Task objective
Quote the listing below in full and exactly as written, but omit every picture.

Available data
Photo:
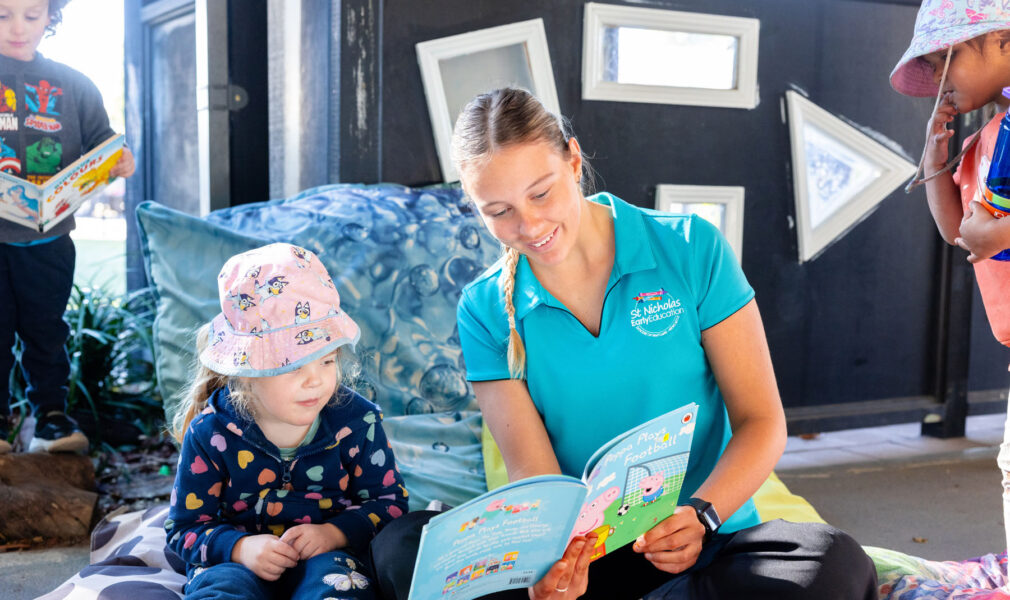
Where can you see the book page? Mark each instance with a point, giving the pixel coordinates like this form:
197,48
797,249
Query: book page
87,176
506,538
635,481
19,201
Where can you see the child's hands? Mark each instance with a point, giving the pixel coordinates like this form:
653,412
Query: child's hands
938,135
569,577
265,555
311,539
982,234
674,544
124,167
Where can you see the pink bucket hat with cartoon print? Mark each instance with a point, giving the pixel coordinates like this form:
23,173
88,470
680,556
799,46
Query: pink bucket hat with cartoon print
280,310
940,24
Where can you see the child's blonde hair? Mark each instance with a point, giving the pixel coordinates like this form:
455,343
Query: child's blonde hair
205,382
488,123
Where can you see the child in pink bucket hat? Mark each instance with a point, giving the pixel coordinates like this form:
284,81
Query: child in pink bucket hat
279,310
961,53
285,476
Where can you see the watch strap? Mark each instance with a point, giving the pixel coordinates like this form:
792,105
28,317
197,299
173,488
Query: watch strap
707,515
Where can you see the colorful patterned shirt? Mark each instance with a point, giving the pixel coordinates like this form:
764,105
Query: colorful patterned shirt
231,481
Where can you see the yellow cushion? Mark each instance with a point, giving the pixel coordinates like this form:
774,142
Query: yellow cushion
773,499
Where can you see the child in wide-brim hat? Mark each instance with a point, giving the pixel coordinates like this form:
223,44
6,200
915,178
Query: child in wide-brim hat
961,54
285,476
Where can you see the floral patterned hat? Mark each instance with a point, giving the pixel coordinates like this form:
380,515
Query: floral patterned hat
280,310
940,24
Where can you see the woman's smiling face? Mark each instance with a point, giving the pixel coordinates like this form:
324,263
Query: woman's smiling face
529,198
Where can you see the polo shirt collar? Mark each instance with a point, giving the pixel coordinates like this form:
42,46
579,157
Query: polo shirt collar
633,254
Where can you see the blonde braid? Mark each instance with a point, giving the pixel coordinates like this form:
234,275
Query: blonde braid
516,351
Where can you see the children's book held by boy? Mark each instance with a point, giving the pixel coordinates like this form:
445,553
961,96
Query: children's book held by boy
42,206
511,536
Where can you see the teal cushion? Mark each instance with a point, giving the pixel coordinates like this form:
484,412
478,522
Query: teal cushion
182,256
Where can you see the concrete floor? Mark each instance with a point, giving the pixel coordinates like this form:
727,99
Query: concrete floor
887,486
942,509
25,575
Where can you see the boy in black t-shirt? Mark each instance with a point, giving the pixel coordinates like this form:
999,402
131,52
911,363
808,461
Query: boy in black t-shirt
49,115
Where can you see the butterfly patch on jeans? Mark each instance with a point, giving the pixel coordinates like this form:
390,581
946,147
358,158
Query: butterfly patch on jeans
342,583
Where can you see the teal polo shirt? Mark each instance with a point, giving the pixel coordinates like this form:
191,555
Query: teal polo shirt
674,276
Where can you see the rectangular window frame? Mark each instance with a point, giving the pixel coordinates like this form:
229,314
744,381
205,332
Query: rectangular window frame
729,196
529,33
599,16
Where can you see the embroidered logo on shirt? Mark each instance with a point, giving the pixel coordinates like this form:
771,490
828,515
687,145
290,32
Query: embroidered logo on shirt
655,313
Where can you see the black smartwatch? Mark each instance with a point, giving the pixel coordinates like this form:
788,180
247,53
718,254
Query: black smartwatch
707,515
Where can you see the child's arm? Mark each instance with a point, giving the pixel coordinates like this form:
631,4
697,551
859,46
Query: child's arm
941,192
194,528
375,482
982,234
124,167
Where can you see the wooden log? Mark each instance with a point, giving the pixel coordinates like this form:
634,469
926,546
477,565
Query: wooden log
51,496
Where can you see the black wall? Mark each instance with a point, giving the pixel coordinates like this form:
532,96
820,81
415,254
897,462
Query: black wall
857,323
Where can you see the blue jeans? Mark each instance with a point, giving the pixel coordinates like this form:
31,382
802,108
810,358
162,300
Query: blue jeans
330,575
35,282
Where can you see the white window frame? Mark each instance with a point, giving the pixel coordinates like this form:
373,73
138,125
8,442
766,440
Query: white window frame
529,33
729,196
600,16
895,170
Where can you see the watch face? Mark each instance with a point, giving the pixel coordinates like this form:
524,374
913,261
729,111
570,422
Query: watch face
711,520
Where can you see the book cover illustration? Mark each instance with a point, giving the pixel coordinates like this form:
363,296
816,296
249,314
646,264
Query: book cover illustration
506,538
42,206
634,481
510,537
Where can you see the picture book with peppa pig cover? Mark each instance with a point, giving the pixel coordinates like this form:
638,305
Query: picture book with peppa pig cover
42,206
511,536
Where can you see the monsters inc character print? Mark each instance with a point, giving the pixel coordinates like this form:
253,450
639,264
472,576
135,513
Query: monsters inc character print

Response to this exercise
Photo:
Where can you see the book page? Mark each instance with a point, giving the pixel coordinates like this form:
197,48
797,249
Query: book page
87,176
506,538
635,481
19,201
Where can you see the child's hands? Mark each instance with a point, giving the pixel coordinates like this form:
653,412
Query: child's hands
938,135
569,577
265,555
311,539
982,234
674,544
124,167
Where can you see the pink bucket hat with cartoon print? Mark each instance with a point, giving the pixel coordinates like this form:
23,173
88,470
680,556
799,46
Query: pink bucket hat with cartoon print
280,310
940,24
Where can you see the child's blonde hair? Mark each instance with a point, giving the pixel coordinates like this form:
455,343
Query: child's blonde hair
205,382
488,123
Where can you see the child in pink bucket hat? Mark each instance with a point, giving the pixel coordinates like this form:
284,81
Query: child in pink bucket hat
279,310
961,53
285,476
Where can you see the watch strap? Mark each instance with a point, giving the pixel coordinates like this form:
792,105
28,317
197,299
173,488
Query: watch strap
707,515
Where can you see the colorful patterned shirt? Mark each instance with a point, giving the pixel coordinates like this form:
764,105
Query: colorful patterned shirt
231,481
Where can you see the yellow cushion? Mark each instance with a point, giving the pixel coordinates like this form:
774,142
Query: yellow cushion
773,499
Where can you see the child in wide-brim hat? Mark each instance with a point, giving the pixel coordinates like this form:
223,44
6,200
915,178
Query: child in wide-brim hat
961,54
285,476
Where can you see the floral patterned hat? Mark each instance with a point, giving the pixel coordinates like this form:
380,515
Query: floral patterned hat
280,310
940,24
Where can you see the woman's smiling face? Mark each instance with a point, giving the pixel coordinates like this form:
324,263
Query: woman's smiling face
529,198
Where can you see the polo shirt collar? Mark each instance with a point, giving the pixel coordinates like this form:
42,46
579,157
Query: polo shirt collar
633,254
Where can you see the blonde braid? Mark each instance with a point, giving the pixel coordinates like this form:
234,275
Query: blonde braid
516,351
Where can you see the children's book held by boy? Mark each instance with a point, giving the pixel coordinates like this form:
445,553
961,96
Query: children's book held by boy
42,206
511,536
Where can you see the teal cushion? Mark each instance with a point, giving the pixel coordinates like this form:
484,412
478,522
Query: teal cushion
182,256
Where can you see the concrete floor? Mark each instance with a point, giving the pixel coordinates like this form:
727,99
Query: concrete floor
887,486
942,509
25,575
Where can you see the boy in black t-shirt? Mark each instance with a point, giving the pixel coordinates like this form:
999,402
131,52
911,363
808,461
Query: boy in black t-shirt
49,115
Where can you see the butterfly patch on jeans? Mark each instance with a point, giving the pixel coordinates like this form:
390,581
946,147
358,158
Query: butterfly patch on jeans
342,583
Where can you see the teal polo shirt? Mark each instance with a point, giving the pixel coordinates like this form:
191,555
Query: teal polo shirt
674,276
Where can you see the rectangular window frame? Mark each instance with a point, giving the pixel coordinates like this form:
229,314
744,381
205,332
Query: rectangular window frame
729,196
529,33
599,16
Where can you see the embroidered logo on shirt? Mark each instance with a point, giving the pixel coordinates like this form:
771,490
828,515
687,145
290,32
Query: embroidered logo on shirt
655,313
Where can you see the black smartwatch? Mark each instance with a point, giving the pixel coordinates like this form:
788,180
247,53
718,254
Query: black smartwatch
707,515
Where can you see the child's arm? Mark each instance with a point, giving the pixel coordinates like this form:
631,4
697,551
859,46
Query: child's arm
941,192
194,528
375,482
982,234
124,167
Where can you see the wooden log? Mark each instance with a point, giving the pixel coordinates like this form:
634,469
926,546
477,565
Query: wooden log
51,496
Where can you see the black wall? Mark each instance with a point, giving the pixel coordinates like this form:
532,96
820,81
415,254
897,462
Query: black wall
857,323
Where can you see the blue jeans? Mark each instance with a point, giving the pixel coordinates like this form:
31,382
802,108
810,358
162,300
Query: blue jeans
330,575
35,282
Where can you see the white window frame? Mark each instance with a point, giving the pixel coordinates like this form:
373,73
138,125
8,442
766,440
Query: white window frame
529,33
729,196
600,16
895,170
Where can you see the watch face? Mark each instance with a point, giving the pixel coordinates like this form:
524,374
913,261
729,111
570,422
Query: watch face
711,520
Where can you see the book cover illustration? Mark each instance with a point, giving the pixel coordinates like this form:
363,296
816,296
249,314
646,264
Query: book cover illustration
506,538
42,206
634,481
510,537
Where can you see the picture book with peppa pig cover? Mark each instance with a point, giving the pixel coordinates like this form:
638,305
Query: picture book with peppa pig cover
42,206
511,536
Where can you see the monsters inc character print? Mark each instance with a point, giving the pixel coordinates like this form:
253,450
639,264
472,576
135,513
Query: monsters inc character print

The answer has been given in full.